Objectif de l'exercice
Poursuivez, s'il vous plaît, le texte sur les actions de groupe en Europe à la suite de sa dernière phrase.

Texte de l'exercice
------------------------------------

Les "actions de groupe" débarquent en France. L'Assemblée nationale vient d'adopter le projet de loi qui permet aux consommateurs de se pourvoir collectivement en justice. Une pratique déjà répandue en Europe. Illustration aux Pays-Bas, en Italie, en Espagne et en Allemagne. Plaignants de tous les pays, unissez-vous!
Chronique sur RFI : Les class actions
La France se dote enfin de "class actions". La mesure phare du projet de loi déposé par Benoît Hamon, le ministre délégué à la Consommation, vient d'être définitivement adopté au parlement. Députés et sénateurs socialistes et écologistes l'ont approuvé, tandis que ceux de l'UMP ont voté contre.
Les consommateurs français pourront désormais intenter des actions de groupe afin de demander collectivement réparation en cas de préjudice. Ces actions devront cependant être menées par l'une des 16 associations agréées de défense des consommateurs, afin d'éviter d'éventuelles dérives.
Bémol: le texte concerne uniquement le secteur de la consommation. Ni l'environnement ni la santé n'en font partie. Cela pourraît bientôt changer. En effet, les députés Europe Ecologie-Les Verts ont déposé en janvier une proposition de loi qui ouvre les actions de groupe aux questions environnementales et de santé. De son côté, le groupe socialiste a présenté un autre texte élargissant le dispositif en matière de discrimination et de lutte contre les inégalités.
Cette loi représente donc un premier pas français significatif, bien que frileux, dans la mise en pratique d'un droit inégalement reconnu en Europe.
Espagne: des 'class actions' difficiles à mettre en oeuvre
"Nous sommes dans cette procédure judiciaire pour réclamer notre argent, mais aussi dénoncer, sur le plan pénal, la gestion du conseil d'administration de la banque." Ce matin-là, Emilio León, 35 ans, est venu des Asturies jusqu'à Madrid pour protester face au siège de Liberbank. Comme d'autres caisses espagnoles, cette banque est accusée d'avoir vendu massivement des titres préférentiels à ses clients, à l'éclatement de la crise, pour faire face à ses besoins de liquidités. "Mes parents retraités ont perdu 50.000 euros, soit l'économie de toute leur vie. La banque nous a vendu ces produits toxiques comme si c'était un dépôt à taux fixe." Pour lui, l'action collective en justice est une évidence:
On est là aujourd'hui car on veut se regrouper, et dénoncer ensemble."

------------------------------------

Données brutes

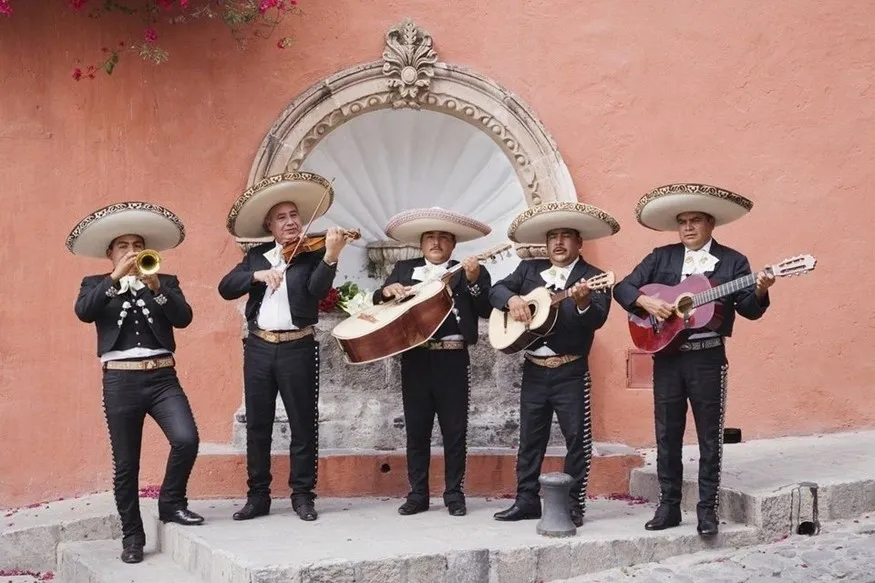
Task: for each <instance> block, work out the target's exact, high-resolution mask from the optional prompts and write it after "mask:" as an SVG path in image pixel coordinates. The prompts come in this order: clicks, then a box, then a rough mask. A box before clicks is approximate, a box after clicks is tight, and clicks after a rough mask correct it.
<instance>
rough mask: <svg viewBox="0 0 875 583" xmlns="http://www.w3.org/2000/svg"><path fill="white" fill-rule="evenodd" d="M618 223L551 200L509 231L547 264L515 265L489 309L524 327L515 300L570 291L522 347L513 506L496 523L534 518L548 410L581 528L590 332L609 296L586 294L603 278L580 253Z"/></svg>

------------------------------------

Résultat attendu
En théorie, ce type d'action est possible dans les tribunaux espagnols. Mais le processus est loin d'être aussi simple que le modèle des "class actions" à l'anglo-saxonne. Un écueil important complique la tâche des cabinets d'avocats qui gèrent ces dossiers. Selon les textes de procédure civile, "la majorité des personnes affectées" doivent en effet se joindre à la plainte.
En principe, nous avons un équivalent de l'action class, mais notre loi n'est pas adaptée. Dans le cas de Bankia par exemple, on parle de 300.000 personnes touchées. Il est quasi impossible d'en réunir la majorité. Ce type d'actions collectives est donc très dur à mener",
explique José Luis González-Montes, avocat au cabinet Cremades & Calvo-Sotelo, connu pour avoir porté en justice le cas de 15.000 personnes affectées par une grève des contrôleurs aériens, en 2010.
Plusieurs cabinets se sont d'ailleurs réunis pour réclamer l'introduction de la class action en bonne et due forme dans la législation espagnole. Joaquin Yvancos, avocat qui représente entre autres des centaines de petits actionnaires de Bankia, y croit:
Je pense que ça viendra. Dans le cas contraire, la seule chose qu'on obtient, c'est l'engorgement des tribunaux. Il faut que n'importe qui puisse se joindre à une procédure unique".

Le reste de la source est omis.